#### [Work to be completed]
Begin at the top of the records and copy each line exactly. The line containing "Mark the scattered coffee beans with a point." is the last one to include.

^^^^^^^^

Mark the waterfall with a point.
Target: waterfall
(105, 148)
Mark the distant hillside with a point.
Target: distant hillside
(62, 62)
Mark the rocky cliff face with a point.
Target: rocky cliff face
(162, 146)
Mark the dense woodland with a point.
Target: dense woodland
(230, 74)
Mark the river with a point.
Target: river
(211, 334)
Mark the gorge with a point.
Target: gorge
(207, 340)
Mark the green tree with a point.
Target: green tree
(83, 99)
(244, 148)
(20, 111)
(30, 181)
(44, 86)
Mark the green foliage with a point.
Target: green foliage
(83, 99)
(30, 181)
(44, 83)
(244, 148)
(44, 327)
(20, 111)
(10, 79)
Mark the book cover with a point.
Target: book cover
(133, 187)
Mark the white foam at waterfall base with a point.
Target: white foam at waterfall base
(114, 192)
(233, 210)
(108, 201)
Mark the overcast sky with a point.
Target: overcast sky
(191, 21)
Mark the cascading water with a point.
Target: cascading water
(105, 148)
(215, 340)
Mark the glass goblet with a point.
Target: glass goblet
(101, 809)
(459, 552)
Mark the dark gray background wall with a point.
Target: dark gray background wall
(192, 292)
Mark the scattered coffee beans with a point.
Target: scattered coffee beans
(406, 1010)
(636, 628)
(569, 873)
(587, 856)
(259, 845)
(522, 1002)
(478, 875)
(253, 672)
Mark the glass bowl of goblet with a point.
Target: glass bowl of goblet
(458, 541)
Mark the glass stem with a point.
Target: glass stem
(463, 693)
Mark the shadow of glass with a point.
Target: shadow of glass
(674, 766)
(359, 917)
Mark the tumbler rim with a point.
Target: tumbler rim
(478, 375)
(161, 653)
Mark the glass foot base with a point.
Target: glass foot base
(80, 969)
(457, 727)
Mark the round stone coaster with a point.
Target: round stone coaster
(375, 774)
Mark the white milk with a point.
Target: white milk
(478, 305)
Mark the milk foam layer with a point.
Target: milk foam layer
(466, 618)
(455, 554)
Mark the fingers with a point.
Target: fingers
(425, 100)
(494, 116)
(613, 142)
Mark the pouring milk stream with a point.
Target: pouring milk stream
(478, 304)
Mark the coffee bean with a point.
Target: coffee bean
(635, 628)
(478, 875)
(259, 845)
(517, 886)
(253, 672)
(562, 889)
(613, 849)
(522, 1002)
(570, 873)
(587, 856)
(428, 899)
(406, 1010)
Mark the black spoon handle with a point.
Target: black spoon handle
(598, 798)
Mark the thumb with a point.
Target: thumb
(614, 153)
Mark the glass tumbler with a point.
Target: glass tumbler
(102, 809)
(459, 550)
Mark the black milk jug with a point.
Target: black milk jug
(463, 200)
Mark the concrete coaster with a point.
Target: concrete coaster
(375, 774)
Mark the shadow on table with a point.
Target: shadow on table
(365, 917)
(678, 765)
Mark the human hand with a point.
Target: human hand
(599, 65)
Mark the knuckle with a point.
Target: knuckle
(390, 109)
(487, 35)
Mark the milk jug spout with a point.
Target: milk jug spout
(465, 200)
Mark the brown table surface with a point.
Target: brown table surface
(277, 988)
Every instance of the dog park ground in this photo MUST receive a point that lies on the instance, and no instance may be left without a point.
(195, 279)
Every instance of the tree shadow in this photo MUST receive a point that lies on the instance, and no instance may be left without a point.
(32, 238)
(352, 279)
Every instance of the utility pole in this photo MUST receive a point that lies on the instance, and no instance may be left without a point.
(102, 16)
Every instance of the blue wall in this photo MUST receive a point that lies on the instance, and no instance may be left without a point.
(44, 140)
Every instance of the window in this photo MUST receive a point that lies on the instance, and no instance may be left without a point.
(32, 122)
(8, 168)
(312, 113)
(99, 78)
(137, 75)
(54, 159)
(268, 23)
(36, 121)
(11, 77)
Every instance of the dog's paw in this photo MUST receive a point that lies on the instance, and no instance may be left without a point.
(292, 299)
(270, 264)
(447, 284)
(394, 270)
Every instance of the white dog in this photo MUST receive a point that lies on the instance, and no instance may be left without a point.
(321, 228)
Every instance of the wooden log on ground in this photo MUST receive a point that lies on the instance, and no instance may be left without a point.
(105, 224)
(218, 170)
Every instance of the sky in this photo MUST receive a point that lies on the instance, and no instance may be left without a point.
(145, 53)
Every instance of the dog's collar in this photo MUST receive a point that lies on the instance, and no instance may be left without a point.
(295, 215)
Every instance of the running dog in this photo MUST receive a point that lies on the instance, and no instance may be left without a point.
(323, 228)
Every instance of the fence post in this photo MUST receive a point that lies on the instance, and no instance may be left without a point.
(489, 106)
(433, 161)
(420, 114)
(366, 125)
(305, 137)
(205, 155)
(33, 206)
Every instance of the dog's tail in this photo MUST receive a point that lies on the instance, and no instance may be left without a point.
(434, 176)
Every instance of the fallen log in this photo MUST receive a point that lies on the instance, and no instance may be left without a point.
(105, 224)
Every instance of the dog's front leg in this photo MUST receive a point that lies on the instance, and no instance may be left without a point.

^^^^^^^^

#### [Task response]
Mark the waterfall with a point.
Target: waterfall
(105, 148)
Mark the distant hillside with a point.
Target: distant hillside
(62, 62)
Mark the rocky cliff face with a point.
Target: rocky cliff face
(162, 146)
Mark the dense woodland with a point.
Target: dense woodland
(230, 74)
Mark the river with a point.
Target: river
(211, 334)
Mark the gorge with a point.
Target: gorge
(207, 340)
Mark the green tree with a point.
Target: green tree
(83, 99)
(244, 148)
(20, 111)
(30, 181)
(44, 86)
Mark the green foliage with a point.
Target: green foliage
(83, 99)
(30, 181)
(44, 83)
(244, 148)
(44, 327)
(20, 111)
(10, 79)
Mark the book cover with a point.
Target: book cover
(133, 187)
Mark the white foam at waterfall base with a point.
Target: white foam at waterfall base
(114, 192)
(233, 210)
(108, 201)
Mark the overcast sky with a point.
Target: overcast sky
(191, 21)
Mark the cascading water with a point.
Target: cascading water
(105, 148)
(215, 340)
Mark the glass goblet with a point.
Target: glass goblet
(101, 809)
(459, 552)
Mark the dark gray background wall with a point.
Target: dark gray background wall
(192, 292)
Mark the scattered coffee beans with a point.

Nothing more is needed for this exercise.